--- start of Listed entries ---

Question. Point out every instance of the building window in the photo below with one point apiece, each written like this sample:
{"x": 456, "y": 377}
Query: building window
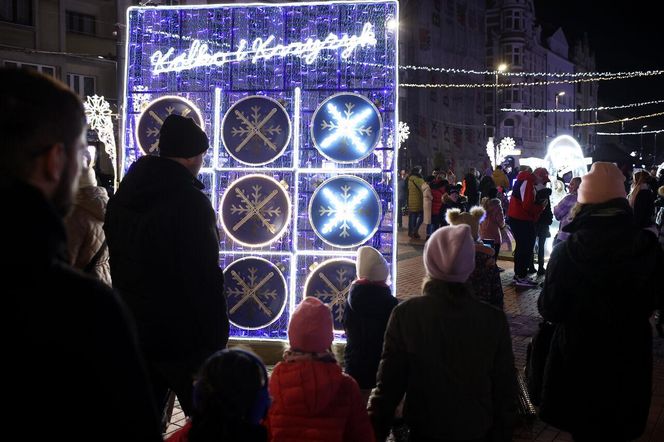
{"x": 80, "y": 23}
{"x": 44, "y": 69}
{"x": 81, "y": 84}
{"x": 16, "y": 11}
{"x": 514, "y": 55}
{"x": 513, "y": 21}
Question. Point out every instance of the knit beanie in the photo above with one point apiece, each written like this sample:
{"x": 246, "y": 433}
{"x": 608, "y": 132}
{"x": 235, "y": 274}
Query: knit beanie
{"x": 180, "y": 137}
{"x": 310, "y": 327}
{"x": 371, "y": 265}
{"x": 472, "y": 218}
{"x": 604, "y": 182}
{"x": 449, "y": 254}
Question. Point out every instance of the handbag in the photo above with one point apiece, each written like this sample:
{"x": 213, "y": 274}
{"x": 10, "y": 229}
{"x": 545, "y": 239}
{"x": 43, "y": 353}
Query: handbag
{"x": 537, "y": 353}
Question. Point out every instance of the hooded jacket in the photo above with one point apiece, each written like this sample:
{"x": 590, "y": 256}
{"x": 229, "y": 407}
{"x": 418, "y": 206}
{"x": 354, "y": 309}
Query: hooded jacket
{"x": 164, "y": 247}
{"x": 522, "y": 203}
{"x": 85, "y": 233}
{"x": 314, "y": 401}
{"x": 600, "y": 294}
{"x": 66, "y": 337}
{"x": 367, "y": 311}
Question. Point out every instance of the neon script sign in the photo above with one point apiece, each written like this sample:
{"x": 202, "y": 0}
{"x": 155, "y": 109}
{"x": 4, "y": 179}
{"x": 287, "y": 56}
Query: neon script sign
{"x": 199, "y": 54}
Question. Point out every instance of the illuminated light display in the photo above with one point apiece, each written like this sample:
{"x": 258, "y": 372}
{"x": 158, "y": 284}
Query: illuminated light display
{"x": 256, "y": 130}
{"x": 256, "y": 292}
{"x": 330, "y": 282}
{"x": 255, "y": 210}
{"x": 346, "y": 127}
{"x": 198, "y": 55}
{"x": 151, "y": 119}
{"x": 345, "y": 211}
{"x": 293, "y": 57}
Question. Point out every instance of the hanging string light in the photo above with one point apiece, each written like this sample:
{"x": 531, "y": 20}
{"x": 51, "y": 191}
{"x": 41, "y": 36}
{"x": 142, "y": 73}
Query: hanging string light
{"x": 645, "y": 132}
{"x": 640, "y": 117}
{"x": 599, "y": 108}
{"x": 530, "y": 83}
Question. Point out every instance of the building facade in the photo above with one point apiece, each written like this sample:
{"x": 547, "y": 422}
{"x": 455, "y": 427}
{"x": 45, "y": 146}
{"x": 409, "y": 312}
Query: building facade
{"x": 516, "y": 39}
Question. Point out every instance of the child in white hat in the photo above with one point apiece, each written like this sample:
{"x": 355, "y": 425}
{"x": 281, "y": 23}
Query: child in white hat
{"x": 368, "y": 308}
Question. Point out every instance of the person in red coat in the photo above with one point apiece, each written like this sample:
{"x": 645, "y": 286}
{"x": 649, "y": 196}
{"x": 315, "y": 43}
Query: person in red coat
{"x": 311, "y": 398}
{"x": 523, "y": 211}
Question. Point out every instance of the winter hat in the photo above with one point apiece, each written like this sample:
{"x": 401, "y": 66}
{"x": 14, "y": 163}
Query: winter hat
{"x": 604, "y": 182}
{"x": 472, "y": 218}
{"x": 310, "y": 327}
{"x": 449, "y": 254}
{"x": 371, "y": 265}
{"x": 542, "y": 174}
{"x": 180, "y": 137}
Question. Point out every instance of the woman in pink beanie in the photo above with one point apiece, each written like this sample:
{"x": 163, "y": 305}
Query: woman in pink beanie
{"x": 448, "y": 352}
{"x": 600, "y": 291}
{"x": 311, "y": 398}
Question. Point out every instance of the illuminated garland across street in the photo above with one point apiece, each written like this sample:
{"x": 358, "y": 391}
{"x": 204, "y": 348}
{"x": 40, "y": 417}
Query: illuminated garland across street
{"x": 645, "y": 132}
{"x": 640, "y": 117}
{"x": 586, "y": 109}
{"x": 530, "y": 83}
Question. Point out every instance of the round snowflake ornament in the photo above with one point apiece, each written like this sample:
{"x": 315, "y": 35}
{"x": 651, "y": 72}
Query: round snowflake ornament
{"x": 255, "y": 291}
{"x": 346, "y": 127}
{"x": 345, "y": 211}
{"x": 330, "y": 282}
{"x": 256, "y": 130}
{"x": 255, "y": 210}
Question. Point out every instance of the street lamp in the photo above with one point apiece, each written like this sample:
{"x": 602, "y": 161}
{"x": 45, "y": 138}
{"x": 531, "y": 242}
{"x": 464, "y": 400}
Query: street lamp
{"x": 555, "y": 114}
{"x": 502, "y": 67}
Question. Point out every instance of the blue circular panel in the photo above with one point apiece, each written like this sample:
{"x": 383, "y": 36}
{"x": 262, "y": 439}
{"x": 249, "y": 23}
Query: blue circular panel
{"x": 346, "y": 127}
{"x": 330, "y": 282}
{"x": 256, "y": 130}
{"x": 151, "y": 119}
{"x": 345, "y": 211}
{"x": 255, "y": 210}
{"x": 255, "y": 292}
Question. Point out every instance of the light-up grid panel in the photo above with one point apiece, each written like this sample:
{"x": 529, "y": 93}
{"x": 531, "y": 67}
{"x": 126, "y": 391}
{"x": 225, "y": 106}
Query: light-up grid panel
{"x": 300, "y": 103}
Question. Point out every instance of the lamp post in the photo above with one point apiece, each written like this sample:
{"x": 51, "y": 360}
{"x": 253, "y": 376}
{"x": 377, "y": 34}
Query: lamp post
{"x": 555, "y": 114}
{"x": 502, "y": 67}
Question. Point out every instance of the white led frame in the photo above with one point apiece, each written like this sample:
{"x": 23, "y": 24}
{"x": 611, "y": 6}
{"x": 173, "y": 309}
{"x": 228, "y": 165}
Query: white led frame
{"x": 162, "y": 98}
{"x": 373, "y": 193}
{"x": 281, "y": 231}
{"x": 286, "y": 291}
{"x": 283, "y": 149}
{"x": 369, "y": 150}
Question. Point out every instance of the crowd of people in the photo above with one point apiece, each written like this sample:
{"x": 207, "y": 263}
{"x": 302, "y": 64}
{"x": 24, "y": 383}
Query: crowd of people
{"x": 442, "y": 363}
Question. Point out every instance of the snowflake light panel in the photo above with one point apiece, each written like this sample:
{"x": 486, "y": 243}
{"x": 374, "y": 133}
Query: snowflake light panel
{"x": 300, "y": 103}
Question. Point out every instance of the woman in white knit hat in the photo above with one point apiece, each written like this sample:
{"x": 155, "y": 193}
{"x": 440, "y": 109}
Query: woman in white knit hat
{"x": 449, "y": 353}
{"x": 600, "y": 290}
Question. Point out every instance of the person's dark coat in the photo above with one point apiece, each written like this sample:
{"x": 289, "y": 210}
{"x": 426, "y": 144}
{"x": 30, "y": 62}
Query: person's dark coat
{"x": 68, "y": 340}
{"x": 164, "y": 247}
{"x": 600, "y": 290}
{"x": 451, "y": 354}
{"x": 367, "y": 311}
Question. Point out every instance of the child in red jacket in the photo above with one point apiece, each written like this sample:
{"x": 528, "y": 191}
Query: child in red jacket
{"x": 311, "y": 398}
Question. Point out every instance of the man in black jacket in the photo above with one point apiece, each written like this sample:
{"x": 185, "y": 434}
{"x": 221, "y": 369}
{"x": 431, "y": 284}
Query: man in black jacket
{"x": 68, "y": 342}
{"x": 164, "y": 251}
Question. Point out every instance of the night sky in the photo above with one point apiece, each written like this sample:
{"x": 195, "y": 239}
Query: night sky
{"x": 626, "y": 36}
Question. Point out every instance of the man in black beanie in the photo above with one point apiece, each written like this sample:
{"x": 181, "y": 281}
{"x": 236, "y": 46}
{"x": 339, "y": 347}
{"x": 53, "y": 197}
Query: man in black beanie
{"x": 164, "y": 252}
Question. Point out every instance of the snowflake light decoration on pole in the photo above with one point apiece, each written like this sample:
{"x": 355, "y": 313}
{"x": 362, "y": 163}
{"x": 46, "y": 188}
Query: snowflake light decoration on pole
{"x": 255, "y": 210}
{"x": 404, "y": 132}
{"x": 346, "y": 127}
{"x": 345, "y": 211}
{"x": 330, "y": 282}
{"x": 256, "y": 292}
{"x": 256, "y": 130}
{"x": 99, "y": 116}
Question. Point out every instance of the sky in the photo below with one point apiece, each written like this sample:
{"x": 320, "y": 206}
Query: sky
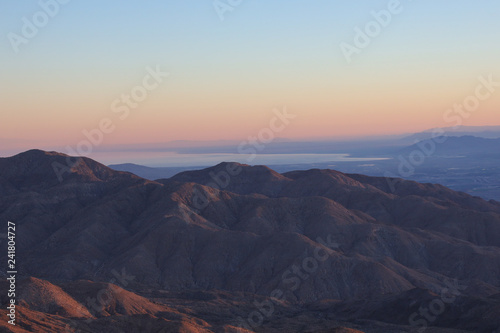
{"x": 232, "y": 64}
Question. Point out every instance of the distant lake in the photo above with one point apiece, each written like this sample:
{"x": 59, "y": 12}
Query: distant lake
{"x": 171, "y": 159}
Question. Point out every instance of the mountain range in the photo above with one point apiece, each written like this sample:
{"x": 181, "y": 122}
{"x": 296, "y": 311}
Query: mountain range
{"x": 244, "y": 246}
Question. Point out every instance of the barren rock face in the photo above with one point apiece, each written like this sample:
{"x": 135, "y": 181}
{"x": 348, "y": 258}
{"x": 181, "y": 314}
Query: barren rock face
{"x": 302, "y": 237}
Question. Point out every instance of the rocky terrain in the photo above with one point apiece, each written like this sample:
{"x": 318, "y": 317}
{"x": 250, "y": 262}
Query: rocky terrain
{"x": 244, "y": 246}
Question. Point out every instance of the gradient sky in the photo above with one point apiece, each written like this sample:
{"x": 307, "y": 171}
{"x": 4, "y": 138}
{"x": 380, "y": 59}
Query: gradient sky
{"x": 227, "y": 76}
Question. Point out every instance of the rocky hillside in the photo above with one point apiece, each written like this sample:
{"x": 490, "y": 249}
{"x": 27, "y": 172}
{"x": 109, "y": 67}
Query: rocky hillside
{"x": 350, "y": 249}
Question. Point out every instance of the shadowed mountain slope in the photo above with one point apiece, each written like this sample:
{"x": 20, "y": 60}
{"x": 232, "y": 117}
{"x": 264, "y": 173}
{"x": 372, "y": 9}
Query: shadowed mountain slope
{"x": 314, "y": 235}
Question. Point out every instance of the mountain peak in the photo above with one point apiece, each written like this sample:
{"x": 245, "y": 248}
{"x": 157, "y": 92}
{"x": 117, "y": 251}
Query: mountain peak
{"x": 37, "y": 167}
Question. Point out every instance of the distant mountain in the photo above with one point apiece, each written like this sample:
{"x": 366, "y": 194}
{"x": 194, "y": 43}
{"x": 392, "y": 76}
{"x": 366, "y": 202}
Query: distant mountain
{"x": 205, "y": 249}
{"x": 469, "y": 146}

--- end of Listed entries ---

### [Short task]
Which lines run from the one containing "Question. Point out every instance of the shadowed" to the end of the entries above? Quote exactly those, and only those.

### [Problem solution]
Question. Point out every instance of the shadowed mountain slope in the photo above with one point apiece, each written like this sample:
{"x": 20, "y": 60}
{"x": 232, "y": 117}
{"x": 264, "y": 173}
{"x": 372, "y": 9}
Query: shadowed mountain slope
{"x": 314, "y": 235}
Question. Point out every instance of the mountain peak in the photo above with one point apiece, each written like this sample:
{"x": 245, "y": 248}
{"x": 157, "y": 92}
{"x": 117, "y": 251}
Query: mountain peak
{"x": 37, "y": 167}
Question. Point out every instance of the distant mountain in the photo above with one point apiece, each written like this sample:
{"x": 366, "y": 194}
{"x": 194, "y": 43}
{"x": 392, "y": 76}
{"x": 366, "y": 202}
Query: distant mountain
{"x": 205, "y": 249}
{"x": 469, "y": 146}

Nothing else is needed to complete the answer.